I understand how could one evaluate $\frac{dz}{dx}$ using the product rule,

\begin{align*} \frac{dz}{dx} & = \frac{d(xa + x)}{dx} \\ & = \frac{d(xa)}{dx} + \frac{d(x)}{dx} \\ & = \Bigg(\frac{d(x)}{dx}a + x\frac{d(a)}{dx}\Bigg) + 1 && \text{Product Rule}\\ & = a + x\frac{da}{dx} + 1 \end{align*}

Though, I seem to be getting something wrong when using the Chain Rule,

\begin{align*} \frac{dz}{dx} & = \frac{d(xa + x)}{dx} \\ & = \frac{d(xa)}{dx} + \frac{d(x)}{dx} \\ & = \Bigg(\frac{d(xa)}{d(xa)} \times \frac{d(xa)}{d(a)} \times \frac{d(a)}{d(x)} \Bigg) + 1 && \text{Chain Rule} \\ & = \Bigg(1 \times x \times \frac{d(a)}{d(x)} \Bigg) + 1 \\ & = x\frac{d(a)}{d(x)} + 1 \end{align*}

I am missing the $a$ in the chain rule variant. Did I expand the chain rule correctly in terms of the Leibniz notation? What am I missing here?

# [WRITTEN EXERCISE A]
Set down, word for word, the part of the forum post between "Though, I seem" and "I missing here?", inclusive.
# [WRITTEN EXERCISE B]
Answer these questions about the forum post:
(i) Which rule does the writer label in the first derivation?
(ii) What final expression does the writer reach with the chain rule?
(iii) What does the writer say is missing in the chain rule variant?
# [WRITTEN EXERCISE C]
List, in order, each expression that the forum post sets equal to $\frac{dz}{dx}$ in the product rule derivation.
The entries after the forum post are separate material with no connection to it.

Data drawn from a collection:
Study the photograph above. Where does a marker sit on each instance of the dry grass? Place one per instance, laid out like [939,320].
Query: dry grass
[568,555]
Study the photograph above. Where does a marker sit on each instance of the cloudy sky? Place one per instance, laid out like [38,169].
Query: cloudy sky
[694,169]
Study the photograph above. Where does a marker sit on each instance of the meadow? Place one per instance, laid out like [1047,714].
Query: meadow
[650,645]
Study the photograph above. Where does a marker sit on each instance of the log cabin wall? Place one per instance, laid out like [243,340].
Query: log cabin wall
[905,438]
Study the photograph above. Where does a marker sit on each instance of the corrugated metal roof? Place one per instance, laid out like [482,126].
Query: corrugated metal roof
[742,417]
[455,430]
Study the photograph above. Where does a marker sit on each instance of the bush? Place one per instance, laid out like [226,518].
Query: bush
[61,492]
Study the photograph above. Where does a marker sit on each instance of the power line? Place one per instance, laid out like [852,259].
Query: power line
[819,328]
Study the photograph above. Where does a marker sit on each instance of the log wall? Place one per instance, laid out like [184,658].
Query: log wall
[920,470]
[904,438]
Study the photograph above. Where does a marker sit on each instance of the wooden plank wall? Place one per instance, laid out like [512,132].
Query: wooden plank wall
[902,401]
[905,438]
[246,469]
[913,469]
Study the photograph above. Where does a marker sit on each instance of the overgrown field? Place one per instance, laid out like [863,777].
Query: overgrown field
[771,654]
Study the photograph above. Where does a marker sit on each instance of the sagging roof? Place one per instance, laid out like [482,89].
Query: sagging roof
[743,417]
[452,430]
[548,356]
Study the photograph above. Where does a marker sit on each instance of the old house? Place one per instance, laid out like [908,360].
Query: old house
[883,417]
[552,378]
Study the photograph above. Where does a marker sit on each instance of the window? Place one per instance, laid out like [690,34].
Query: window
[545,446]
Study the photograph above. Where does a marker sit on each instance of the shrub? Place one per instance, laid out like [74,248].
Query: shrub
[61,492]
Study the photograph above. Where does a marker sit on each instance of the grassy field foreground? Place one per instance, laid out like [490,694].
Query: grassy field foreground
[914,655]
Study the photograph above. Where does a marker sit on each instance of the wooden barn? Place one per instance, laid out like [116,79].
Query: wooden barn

# [TASK RESPONSE A]
Though, I seem to be getting something wrong when using the Chain Rule,

\begin{align*} \frac{dz}{dx} & = \frac{d(xa + x)}{dx} \\ & = \frac{d(xa)}{dx} + \frac{d(x)}{dx} \\ & = \Bigg(\frac{d(xa)}{d(xa)} \times \frac{d(xa)}{d(a)} \times \frac{d(a)}{d(x)} \Bigg) + 1 && \text{Chain Rule} \\ & = \Bigg(1 \times x \times \frac{d(a)}{d(x)} \Bigg) + 1 \\ & = x\frac{d(a)}{d(x)} + 1 \end{align*}

I am missing the $a$ in the chain rule variant. Did I expand the chain rule correctly in terms of the Leibniz notation? What am I missing here?

# [TASK RESPONSE B]
(i) The product rule.
(ii) $x\frac{d(a)}{d(x)} + 1$
(iii) The $a$.

# [TASK RESPONSE C]
$\frac{d(xa + x)}{dx}$
$\frac{d(xa)}{dx} + \frac{d(x)}{dx}$
$\Bigg(\frac{d(x)}{dx}a + x\frac{d(a)}{dx}\Bigg) + 1$
$a + x\frac{da}{dx} + 1$